(Pointing material)
● ● ● ● ●

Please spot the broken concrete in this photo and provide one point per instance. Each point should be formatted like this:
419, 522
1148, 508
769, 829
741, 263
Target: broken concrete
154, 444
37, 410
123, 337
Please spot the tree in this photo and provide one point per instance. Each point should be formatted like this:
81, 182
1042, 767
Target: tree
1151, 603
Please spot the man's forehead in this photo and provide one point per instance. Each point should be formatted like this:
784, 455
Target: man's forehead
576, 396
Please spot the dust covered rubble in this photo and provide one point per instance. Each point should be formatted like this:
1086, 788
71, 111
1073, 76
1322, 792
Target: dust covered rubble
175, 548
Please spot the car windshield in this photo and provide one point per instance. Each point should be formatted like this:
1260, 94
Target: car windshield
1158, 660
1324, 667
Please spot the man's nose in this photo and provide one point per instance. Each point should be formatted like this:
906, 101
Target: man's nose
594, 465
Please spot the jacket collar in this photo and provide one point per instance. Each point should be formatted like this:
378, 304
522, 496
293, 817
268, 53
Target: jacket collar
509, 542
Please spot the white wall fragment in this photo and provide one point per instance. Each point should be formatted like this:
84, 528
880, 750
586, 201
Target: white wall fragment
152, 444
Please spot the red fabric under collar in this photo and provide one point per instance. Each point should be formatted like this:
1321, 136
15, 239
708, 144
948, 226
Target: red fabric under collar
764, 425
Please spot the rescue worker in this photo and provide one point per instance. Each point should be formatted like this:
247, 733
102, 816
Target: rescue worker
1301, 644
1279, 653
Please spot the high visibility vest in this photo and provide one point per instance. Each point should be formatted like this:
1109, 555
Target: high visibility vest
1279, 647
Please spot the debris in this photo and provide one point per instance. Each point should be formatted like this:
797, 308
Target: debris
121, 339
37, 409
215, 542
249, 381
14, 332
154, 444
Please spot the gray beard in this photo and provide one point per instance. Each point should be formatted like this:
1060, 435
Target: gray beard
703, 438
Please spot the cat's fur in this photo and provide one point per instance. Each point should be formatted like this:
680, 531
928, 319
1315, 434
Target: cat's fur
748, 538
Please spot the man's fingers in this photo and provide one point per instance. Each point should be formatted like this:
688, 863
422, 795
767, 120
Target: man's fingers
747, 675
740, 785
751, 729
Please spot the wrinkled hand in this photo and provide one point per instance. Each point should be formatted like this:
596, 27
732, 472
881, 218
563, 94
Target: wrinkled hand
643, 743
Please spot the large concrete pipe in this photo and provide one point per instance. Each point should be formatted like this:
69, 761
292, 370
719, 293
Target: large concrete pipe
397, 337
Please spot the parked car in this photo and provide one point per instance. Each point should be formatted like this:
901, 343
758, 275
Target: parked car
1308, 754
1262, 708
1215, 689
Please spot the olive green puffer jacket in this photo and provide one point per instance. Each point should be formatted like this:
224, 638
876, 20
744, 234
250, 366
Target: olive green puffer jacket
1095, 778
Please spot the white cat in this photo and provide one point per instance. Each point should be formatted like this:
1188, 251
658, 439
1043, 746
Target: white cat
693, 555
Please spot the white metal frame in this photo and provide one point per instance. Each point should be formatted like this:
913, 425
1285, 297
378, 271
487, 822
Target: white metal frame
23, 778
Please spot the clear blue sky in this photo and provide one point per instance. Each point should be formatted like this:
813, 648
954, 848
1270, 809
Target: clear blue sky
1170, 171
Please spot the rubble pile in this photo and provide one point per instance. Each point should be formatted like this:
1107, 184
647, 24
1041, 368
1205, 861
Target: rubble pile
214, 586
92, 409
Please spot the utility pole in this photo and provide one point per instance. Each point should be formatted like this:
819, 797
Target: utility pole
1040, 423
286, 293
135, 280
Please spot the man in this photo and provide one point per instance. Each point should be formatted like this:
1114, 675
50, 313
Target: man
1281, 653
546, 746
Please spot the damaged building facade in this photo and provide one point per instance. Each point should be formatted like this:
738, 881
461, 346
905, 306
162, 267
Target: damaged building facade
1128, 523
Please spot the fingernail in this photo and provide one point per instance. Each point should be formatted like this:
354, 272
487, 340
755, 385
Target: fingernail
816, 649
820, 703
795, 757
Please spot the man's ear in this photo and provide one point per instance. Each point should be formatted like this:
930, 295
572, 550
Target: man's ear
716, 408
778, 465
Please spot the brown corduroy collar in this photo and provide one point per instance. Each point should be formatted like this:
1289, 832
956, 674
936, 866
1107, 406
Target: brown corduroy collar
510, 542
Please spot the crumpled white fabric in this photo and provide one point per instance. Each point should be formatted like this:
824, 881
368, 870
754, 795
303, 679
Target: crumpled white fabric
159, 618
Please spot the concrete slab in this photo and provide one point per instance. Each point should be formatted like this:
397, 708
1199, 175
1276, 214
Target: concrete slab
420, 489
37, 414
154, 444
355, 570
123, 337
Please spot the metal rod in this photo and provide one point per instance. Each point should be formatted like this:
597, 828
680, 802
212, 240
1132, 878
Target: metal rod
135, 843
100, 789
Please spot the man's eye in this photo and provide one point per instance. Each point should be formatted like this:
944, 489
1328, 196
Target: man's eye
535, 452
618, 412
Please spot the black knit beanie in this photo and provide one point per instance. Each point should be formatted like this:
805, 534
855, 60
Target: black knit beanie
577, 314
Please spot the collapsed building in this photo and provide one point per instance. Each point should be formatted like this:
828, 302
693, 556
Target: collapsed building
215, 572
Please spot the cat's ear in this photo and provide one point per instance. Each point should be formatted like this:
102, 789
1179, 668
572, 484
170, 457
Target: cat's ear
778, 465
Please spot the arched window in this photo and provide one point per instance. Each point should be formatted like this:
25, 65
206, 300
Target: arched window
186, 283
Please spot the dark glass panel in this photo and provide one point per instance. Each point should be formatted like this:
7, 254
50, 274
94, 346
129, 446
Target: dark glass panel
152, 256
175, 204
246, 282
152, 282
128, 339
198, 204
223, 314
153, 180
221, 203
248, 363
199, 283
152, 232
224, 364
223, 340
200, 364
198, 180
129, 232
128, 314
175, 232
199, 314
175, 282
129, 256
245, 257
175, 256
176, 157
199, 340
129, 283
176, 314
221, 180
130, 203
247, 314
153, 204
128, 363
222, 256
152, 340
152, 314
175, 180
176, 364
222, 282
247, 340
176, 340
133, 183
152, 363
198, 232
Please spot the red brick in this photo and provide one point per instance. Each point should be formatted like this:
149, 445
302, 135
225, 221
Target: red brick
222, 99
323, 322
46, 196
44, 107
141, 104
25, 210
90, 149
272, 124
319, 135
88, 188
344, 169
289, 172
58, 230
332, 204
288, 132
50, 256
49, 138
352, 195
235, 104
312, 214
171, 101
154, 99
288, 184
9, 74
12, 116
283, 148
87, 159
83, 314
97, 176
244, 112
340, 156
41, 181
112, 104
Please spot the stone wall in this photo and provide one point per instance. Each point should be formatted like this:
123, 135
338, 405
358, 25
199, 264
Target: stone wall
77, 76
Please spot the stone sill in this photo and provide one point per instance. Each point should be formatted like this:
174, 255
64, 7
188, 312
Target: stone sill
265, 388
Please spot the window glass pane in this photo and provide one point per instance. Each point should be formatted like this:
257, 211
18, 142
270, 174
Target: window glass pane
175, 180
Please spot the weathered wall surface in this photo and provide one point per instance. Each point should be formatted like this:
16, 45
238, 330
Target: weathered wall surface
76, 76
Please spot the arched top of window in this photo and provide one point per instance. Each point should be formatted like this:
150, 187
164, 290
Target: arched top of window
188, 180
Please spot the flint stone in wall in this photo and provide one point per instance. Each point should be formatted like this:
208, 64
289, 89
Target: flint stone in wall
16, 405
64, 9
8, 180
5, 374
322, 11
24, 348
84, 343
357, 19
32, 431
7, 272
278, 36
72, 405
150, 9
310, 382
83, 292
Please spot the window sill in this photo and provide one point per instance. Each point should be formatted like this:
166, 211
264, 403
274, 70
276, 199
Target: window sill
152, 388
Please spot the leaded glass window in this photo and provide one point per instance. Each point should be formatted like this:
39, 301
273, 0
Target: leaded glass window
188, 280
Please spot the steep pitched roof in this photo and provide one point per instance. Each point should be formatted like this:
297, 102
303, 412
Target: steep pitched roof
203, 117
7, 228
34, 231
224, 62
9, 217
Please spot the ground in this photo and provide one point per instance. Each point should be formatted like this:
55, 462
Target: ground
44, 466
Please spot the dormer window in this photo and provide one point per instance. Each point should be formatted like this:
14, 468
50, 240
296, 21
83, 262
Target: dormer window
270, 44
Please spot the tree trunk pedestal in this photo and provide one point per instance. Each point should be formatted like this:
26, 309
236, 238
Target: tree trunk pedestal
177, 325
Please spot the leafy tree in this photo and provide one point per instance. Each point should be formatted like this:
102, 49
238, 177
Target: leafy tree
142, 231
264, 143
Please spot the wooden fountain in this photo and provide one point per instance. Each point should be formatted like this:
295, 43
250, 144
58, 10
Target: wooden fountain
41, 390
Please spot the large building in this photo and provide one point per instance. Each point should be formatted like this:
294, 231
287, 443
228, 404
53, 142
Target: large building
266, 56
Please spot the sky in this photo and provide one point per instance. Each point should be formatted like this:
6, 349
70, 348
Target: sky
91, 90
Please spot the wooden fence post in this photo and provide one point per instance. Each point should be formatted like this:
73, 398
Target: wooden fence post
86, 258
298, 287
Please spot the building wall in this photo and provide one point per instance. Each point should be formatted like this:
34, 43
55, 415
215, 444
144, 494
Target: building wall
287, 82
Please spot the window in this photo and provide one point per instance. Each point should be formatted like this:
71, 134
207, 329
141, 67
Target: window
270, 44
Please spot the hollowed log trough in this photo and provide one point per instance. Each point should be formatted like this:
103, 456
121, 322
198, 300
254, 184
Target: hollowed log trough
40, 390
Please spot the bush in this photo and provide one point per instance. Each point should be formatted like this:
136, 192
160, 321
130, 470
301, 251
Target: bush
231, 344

● ● ● ● ●

Task requirements »
Edit the stretch from the line containing "Please spot the sky" through the end of the material so that "wooden fence post" becomes "wooden gate post", leaving everything else unchanged.

Exercise answer »
Please spot the sky in this photo and provide one point per instance. Each point should be formatted like this:
6, 349
70, 348
Target: sky
91, 90
Please spot the wooden gate post in this photo and provide one point per instance. Each point should be formatted like this:
73, 398
Target: wooden gate post
86, 258
298, 287
Please spot the building wall in this photo and provide one point per instance. Each point should be formatted like this:
34, 43
55, 415
215, 444
144, 494
Target: building wall
287, 82
Please spot the window in this photo and provide one point per instance. Each point should be formatted like this:
71, 134
207, 329
141, 67
Target: window
270, 44
Please spot the hollowed log trough in this photo and provide one point per instance. Each point should be formatted like this:
103, 456
121, 322
198, 300
254, 184
Target: hollowed log trough
40, 390
Please spot the bush in this photo and provide one point per instance. Each point should be formatted like this:
136, 192
160, 321
130, 470
301, 251
Target: bush
231, 344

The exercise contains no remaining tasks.